**READING TEXT**
════════

American athlete and sports executive (1900–1980)

Everett Duane "Eppie" Barnes (December 1, 1900 – November 17, 1980) was an American professional baseball player, coach, and executive. He played four games as an infielder for the Pittsburgh Pirates of Major League Baseball during the 1923 and 1924 baseball seasons. He later coached baseball at Colgate University, and was the president of the United States Baseball Federation when it was reestablished in 1965.

While coaching at Colgate, Barnes helped establish the American Association of College Baseball Coaches in 1948, and was an administrator of the National Collegiate Athletic Association. He is a member of the Colgate Athletics Hall of Honor, the United Savings-Helms Athletic Foundation Hall of Fame, and the College Baseball Hall of Fame.

Barnes also participated in basketball for pay in the Central New York and Long Island areas. He played for the Utica Knights of Columbus and the Syracuse Alhambras during the 1922–23 seasons and played with the Rockville Centre Firemen during the 1932–33 season.

== Biography ==
Barnes, born in Ossining, New York, was a graduate of Erasmus Hall High School and Colgate University.

From 1928 to 1936, he was the regular first baseman for the semipro Brooklyn Bushwicks baseball team. In 1930, he was a pitcher for the Sunrise Trails, and in 1939 played briefly with the Springfield Greys.

Barnes was the first president of the United States Baseball Federation (USBF) when it was formed by several amateur baseball groups, including the American Association of College Baseball Coaches, in early 1962. This incarnation of the United States Baseball Federation (USBF) was officially incorporated on January 6, 1965. Barnes was its president. He sought to persuade the International Olympic Committee to recognize baseball as an Olympic sport. Barnes was replaced as USBF president by William "Dutch" Fehring on April 6, 1966.

════════

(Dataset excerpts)
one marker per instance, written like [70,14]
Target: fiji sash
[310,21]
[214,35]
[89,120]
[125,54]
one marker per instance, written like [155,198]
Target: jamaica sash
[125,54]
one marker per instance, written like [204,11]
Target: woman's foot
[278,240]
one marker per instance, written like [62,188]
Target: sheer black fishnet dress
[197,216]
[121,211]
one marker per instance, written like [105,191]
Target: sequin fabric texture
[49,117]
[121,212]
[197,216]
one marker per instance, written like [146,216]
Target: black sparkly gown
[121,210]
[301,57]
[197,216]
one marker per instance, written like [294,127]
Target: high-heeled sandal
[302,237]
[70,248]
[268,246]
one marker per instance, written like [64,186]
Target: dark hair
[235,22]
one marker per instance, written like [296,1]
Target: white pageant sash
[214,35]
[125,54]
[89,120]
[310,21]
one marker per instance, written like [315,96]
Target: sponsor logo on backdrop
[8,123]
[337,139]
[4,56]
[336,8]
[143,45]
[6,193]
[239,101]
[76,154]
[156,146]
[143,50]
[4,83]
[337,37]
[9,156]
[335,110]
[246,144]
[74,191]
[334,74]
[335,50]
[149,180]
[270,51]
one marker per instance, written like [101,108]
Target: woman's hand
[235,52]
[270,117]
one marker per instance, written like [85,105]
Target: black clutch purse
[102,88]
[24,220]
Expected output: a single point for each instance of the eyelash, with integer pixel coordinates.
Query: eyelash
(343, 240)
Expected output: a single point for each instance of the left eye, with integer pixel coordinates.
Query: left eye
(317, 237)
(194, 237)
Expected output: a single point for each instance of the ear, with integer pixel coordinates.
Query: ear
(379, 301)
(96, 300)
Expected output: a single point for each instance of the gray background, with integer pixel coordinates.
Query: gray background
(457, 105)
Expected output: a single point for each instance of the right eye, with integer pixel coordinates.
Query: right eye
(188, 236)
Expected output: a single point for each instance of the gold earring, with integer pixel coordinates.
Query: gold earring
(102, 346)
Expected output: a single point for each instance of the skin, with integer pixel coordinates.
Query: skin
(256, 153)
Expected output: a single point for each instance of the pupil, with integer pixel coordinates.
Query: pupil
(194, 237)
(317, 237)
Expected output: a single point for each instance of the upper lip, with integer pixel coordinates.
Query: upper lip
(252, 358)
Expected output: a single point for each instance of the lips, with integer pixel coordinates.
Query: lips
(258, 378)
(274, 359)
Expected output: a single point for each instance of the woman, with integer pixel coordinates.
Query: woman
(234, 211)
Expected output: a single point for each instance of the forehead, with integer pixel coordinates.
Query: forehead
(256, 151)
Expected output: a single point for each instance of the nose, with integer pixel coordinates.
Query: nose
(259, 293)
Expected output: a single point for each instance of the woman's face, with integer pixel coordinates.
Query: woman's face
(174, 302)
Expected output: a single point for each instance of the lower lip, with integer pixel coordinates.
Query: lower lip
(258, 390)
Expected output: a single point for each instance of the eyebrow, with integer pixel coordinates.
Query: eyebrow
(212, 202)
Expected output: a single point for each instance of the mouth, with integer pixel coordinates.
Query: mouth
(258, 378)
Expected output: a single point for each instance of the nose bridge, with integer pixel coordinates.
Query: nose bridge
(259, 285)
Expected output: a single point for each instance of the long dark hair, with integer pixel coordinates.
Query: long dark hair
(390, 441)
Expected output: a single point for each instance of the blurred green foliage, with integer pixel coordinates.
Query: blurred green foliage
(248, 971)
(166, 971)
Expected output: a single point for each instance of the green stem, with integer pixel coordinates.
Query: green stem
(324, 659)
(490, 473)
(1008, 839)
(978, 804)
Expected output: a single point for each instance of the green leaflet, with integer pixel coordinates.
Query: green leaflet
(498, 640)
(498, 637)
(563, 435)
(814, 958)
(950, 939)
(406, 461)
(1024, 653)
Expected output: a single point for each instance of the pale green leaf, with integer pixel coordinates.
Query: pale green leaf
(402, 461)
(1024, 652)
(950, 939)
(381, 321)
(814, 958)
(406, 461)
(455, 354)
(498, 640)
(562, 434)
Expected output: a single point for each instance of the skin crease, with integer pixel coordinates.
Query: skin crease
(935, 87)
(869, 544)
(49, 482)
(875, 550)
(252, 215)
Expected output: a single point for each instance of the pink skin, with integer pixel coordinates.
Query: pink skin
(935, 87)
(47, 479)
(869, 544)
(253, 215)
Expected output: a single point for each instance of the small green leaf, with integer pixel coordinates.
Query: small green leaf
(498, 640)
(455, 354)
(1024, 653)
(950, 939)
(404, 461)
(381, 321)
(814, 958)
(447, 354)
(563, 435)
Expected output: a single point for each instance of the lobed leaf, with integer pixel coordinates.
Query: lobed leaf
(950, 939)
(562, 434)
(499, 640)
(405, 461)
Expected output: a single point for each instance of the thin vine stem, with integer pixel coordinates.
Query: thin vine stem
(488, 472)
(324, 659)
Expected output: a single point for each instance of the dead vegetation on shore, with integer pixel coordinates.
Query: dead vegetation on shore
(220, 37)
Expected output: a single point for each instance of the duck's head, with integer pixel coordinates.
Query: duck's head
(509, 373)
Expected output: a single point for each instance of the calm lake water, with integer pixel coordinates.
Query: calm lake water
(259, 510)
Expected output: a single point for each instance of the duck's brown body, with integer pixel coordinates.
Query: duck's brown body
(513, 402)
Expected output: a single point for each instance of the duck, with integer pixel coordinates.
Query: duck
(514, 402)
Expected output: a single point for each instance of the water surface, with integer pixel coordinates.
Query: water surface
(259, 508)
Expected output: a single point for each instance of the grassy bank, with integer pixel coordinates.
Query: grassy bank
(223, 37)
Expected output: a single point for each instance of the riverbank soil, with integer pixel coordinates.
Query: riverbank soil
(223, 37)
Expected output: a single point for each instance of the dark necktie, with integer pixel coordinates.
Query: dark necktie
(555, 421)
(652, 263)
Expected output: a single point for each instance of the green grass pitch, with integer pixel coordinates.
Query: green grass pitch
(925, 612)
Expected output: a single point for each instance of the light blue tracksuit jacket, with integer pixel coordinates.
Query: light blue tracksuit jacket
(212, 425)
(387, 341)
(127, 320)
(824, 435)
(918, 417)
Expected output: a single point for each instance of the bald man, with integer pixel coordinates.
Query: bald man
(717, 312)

════════

**GOAL OF THE EXERCISE**
Reproduce the passage of the Eppie Barnes biography above, starting with "While coaching at" and going on through "and Colgate University.".

**TASK SOLUTION**
While coaching at Colgate, Barnes helped establish the American Association of College Baseball Coaches in 1948, and was an administrator of the National Collegiate Athletic Association. He is a member of the Colgate Athletics Hall of Honor, the United Savings-Helms Athletic Foundation Hall of Fame, and the College Baseball Hall of Fame.

Barnes also participated in basketball for pay in the Central New York and Long Island areas. He played for the Utica Knights of Columbus and the Syracuse Alhambras during the 1922–23 seasons and played with the Rockville Centre Firemen during the 1932–33 season.

== Biography ==
Barnes, born in Ossining, New York, was a graduate of Erasmus Hall High School and Colgate University.